▸ Given exercise: From the material below, copy every line that contains the string "recessed", matching its capitalization.

▸ The input:
--

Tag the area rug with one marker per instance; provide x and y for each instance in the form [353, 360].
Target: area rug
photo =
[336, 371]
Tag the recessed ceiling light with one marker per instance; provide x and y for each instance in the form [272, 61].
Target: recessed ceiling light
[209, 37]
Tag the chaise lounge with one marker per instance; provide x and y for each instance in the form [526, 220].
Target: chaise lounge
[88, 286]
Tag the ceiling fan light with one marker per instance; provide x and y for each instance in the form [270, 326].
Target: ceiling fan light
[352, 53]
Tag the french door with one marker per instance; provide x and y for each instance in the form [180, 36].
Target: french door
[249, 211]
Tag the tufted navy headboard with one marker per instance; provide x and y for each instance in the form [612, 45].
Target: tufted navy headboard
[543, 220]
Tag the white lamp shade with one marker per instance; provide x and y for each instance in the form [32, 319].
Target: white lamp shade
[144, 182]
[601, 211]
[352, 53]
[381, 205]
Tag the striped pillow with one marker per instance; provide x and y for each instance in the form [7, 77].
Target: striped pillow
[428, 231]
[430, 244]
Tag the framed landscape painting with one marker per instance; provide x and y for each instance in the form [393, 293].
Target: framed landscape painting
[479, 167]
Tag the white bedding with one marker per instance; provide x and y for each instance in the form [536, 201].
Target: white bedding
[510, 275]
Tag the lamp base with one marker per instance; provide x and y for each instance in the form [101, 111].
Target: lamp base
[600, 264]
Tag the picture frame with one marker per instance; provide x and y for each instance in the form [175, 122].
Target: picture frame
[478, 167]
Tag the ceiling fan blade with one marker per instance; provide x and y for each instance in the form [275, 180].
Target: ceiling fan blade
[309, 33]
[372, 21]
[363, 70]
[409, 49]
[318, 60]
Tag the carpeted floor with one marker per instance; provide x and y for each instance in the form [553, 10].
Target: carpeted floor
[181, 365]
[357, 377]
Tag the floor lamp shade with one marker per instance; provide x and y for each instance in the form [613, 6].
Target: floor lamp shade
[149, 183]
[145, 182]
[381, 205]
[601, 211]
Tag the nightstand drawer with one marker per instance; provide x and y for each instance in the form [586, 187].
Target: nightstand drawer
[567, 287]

--

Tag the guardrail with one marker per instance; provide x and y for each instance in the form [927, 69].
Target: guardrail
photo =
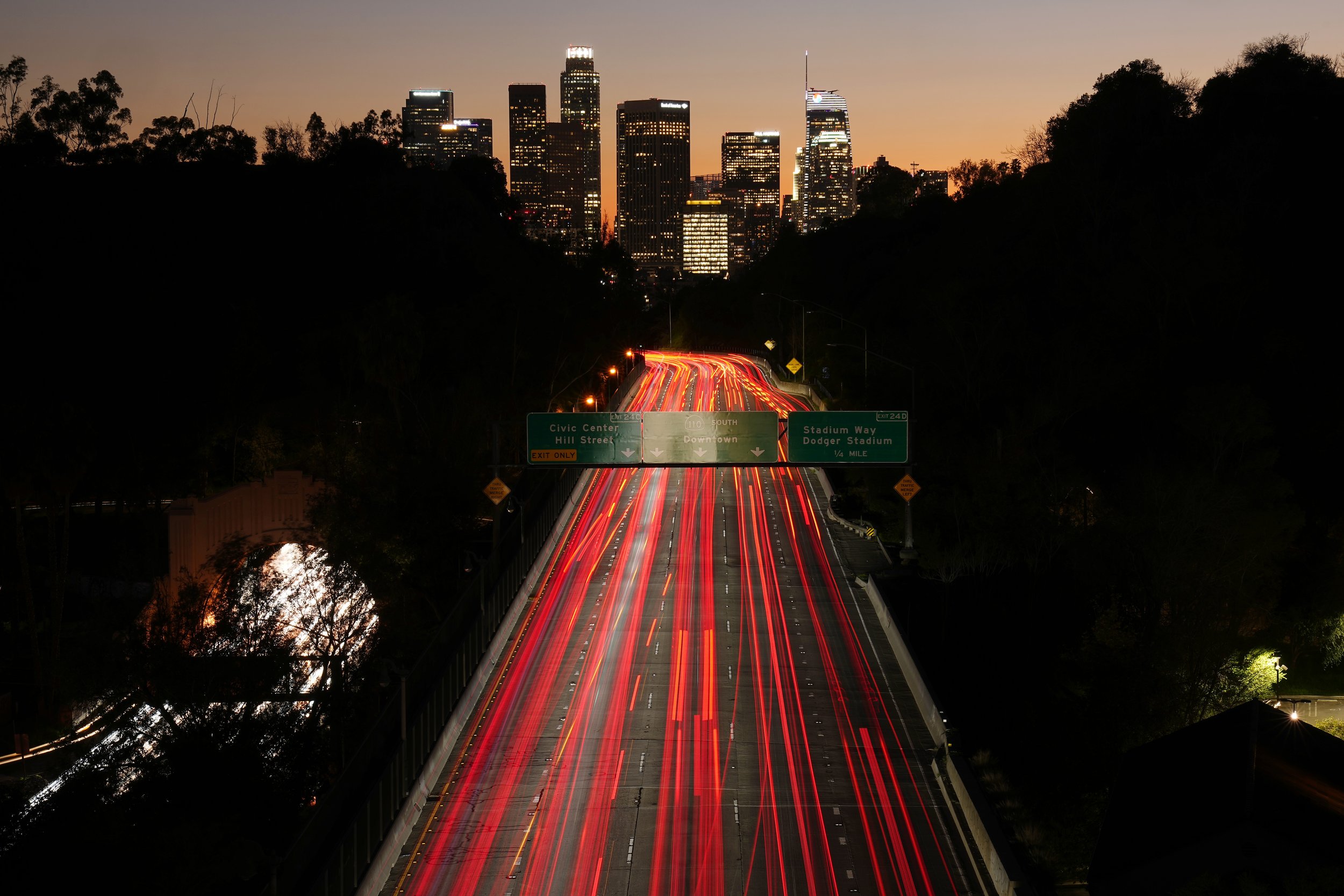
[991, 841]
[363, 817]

--

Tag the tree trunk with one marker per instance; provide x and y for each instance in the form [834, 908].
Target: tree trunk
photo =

--

▸ Output:
Tag the recessed ceiling light with one marker per instance; provide x and y for each instance in the form [272, 61].
Target: recessed ceiling light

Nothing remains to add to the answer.